▸ **INSTRUCTION**: Pick out each line in the records below that holds the word "blue" and copy those lines. Case counts.

▸ **Coordinate annotation records**:
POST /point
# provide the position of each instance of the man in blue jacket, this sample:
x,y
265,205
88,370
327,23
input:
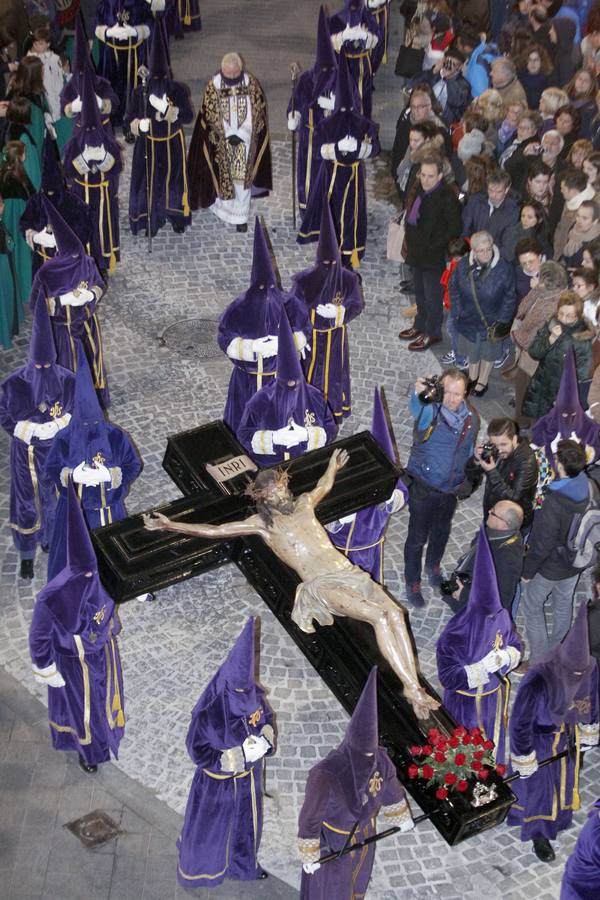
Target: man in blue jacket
x,y
445,433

▸ **WRITTEN SOLUTION**:
# provide the position of each instance of the man in blue jacket, this sample:
Target: man in blue jacket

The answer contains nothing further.